* [Directive]:
Answer these questions using the passage on the permanent magnet market.
(a) What value is the permanent magnets market expected to reach by 2018?
(b) Which two sectors are named as especially driving demand for permanent magnets?
(c) Which country is called a dominant player in the rare earth permanent magnet?

* [Supplied text]:
--- BEGIN ---

Rising demand for miniaturization coupled with advancement in technology that leads to the availability of better quality ferrite magnets and neo magnets with lesser dysprosium content, will drive the permanent magnets market to $18.8 billion by 2018.

The permanent magnet market is witnessing very high growth on account of rising demand for efficiency and increased electrification in all facets of life. The demand for permanent magnets is growing, especially from the automotive and wind energy sectors. It is increasingly used for electric power steering, electric vehicles, and hybrid vehicles. The wind turbine market is another major growth area for permanent magnet. China is a dominant player in the rare earth permanent magnet.

--- END ---

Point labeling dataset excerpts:

--- BEGIN ---

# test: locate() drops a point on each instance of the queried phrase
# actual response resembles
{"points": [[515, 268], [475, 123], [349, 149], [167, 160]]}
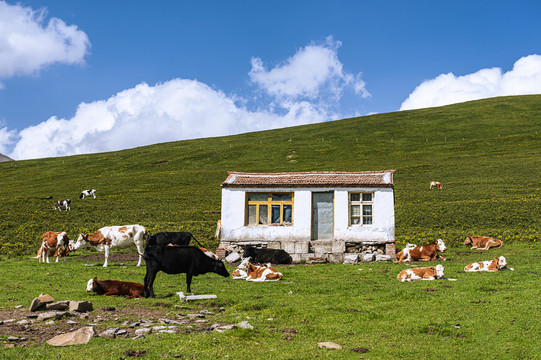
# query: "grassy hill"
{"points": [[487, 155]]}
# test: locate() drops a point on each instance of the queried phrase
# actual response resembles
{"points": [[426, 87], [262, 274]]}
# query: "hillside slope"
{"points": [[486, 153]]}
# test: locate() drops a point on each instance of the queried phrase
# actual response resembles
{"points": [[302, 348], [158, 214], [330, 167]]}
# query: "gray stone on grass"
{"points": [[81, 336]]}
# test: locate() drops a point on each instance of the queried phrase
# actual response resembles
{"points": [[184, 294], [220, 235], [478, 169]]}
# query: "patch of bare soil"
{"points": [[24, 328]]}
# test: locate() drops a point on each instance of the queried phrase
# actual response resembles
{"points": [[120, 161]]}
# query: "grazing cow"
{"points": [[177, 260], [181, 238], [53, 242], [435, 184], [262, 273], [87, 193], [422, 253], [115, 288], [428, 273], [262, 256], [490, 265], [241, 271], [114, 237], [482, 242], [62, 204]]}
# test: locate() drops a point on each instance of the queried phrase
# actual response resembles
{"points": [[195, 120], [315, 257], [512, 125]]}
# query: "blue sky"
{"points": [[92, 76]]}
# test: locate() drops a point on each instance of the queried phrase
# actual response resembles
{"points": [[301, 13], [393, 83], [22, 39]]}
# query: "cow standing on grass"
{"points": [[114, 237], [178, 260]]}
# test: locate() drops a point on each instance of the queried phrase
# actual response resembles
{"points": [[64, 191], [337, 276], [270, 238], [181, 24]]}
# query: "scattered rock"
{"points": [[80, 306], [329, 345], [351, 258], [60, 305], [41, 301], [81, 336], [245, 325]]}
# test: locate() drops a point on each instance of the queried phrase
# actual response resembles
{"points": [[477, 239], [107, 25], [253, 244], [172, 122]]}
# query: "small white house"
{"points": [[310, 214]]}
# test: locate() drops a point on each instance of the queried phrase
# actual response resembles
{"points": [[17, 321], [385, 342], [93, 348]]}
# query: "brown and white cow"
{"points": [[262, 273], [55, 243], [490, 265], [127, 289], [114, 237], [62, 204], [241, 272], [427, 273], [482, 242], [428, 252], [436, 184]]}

--- END ---
--- BEGIN ---

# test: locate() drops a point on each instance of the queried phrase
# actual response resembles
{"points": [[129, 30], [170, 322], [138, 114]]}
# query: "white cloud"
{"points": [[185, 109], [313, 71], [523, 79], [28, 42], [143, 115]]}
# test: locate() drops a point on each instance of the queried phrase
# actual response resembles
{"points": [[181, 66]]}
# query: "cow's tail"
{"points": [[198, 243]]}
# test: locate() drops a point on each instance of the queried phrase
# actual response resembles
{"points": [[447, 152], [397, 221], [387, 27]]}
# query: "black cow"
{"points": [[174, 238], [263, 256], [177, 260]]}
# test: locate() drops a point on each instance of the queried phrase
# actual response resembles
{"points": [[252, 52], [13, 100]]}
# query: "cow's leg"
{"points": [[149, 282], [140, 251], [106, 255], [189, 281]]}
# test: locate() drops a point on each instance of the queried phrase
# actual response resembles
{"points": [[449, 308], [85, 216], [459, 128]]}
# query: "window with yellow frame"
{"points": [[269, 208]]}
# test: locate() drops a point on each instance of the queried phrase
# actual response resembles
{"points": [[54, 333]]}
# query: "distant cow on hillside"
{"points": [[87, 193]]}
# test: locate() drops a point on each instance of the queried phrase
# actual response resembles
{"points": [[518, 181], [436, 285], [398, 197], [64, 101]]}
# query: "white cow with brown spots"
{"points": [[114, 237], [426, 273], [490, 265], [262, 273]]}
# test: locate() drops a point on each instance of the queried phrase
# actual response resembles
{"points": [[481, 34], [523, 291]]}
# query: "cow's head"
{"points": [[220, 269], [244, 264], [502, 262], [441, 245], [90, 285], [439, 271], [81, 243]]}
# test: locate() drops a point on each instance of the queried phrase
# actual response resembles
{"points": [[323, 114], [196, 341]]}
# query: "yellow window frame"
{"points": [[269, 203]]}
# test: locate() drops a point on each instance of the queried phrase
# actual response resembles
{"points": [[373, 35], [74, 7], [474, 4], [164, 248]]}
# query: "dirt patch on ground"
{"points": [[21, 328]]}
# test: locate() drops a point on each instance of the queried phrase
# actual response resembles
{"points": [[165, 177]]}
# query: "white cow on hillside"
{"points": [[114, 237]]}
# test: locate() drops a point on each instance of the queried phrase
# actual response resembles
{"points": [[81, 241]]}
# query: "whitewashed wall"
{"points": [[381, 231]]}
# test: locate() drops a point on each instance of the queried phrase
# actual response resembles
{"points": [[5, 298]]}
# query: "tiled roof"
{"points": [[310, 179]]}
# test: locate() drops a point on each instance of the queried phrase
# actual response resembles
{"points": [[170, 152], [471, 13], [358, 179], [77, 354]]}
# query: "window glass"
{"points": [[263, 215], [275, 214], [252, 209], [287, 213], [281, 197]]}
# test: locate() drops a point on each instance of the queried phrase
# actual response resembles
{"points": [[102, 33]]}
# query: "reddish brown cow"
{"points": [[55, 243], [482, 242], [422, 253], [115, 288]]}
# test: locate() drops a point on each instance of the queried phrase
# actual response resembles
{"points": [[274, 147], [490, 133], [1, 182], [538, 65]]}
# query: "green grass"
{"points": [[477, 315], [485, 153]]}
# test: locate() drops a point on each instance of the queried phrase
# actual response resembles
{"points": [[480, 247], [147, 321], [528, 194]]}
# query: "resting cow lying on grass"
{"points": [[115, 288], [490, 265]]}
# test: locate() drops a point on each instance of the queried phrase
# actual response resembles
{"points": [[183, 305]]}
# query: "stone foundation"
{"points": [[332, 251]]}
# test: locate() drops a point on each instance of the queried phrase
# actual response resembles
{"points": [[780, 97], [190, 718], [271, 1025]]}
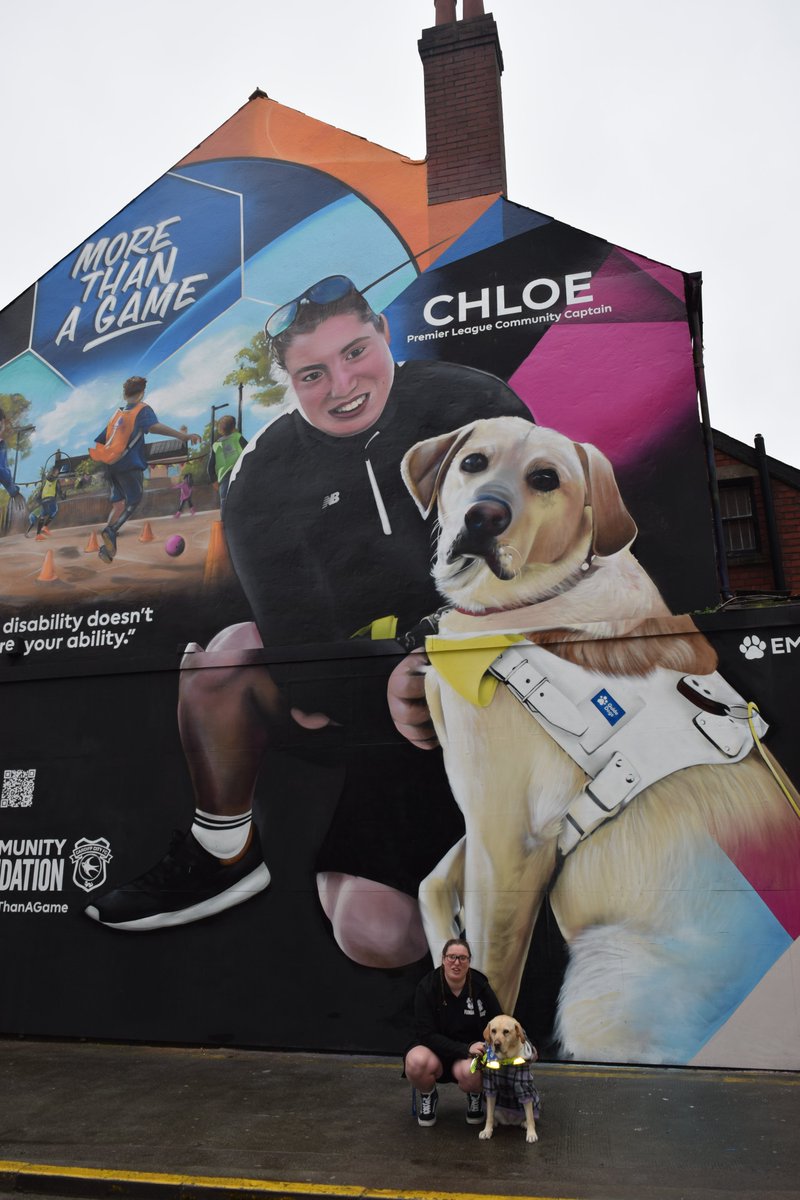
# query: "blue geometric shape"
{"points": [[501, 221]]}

--- END ---

* [Answer]:
(a) $18.8 billion
(b) The automotive and wind energy sectors
(c) China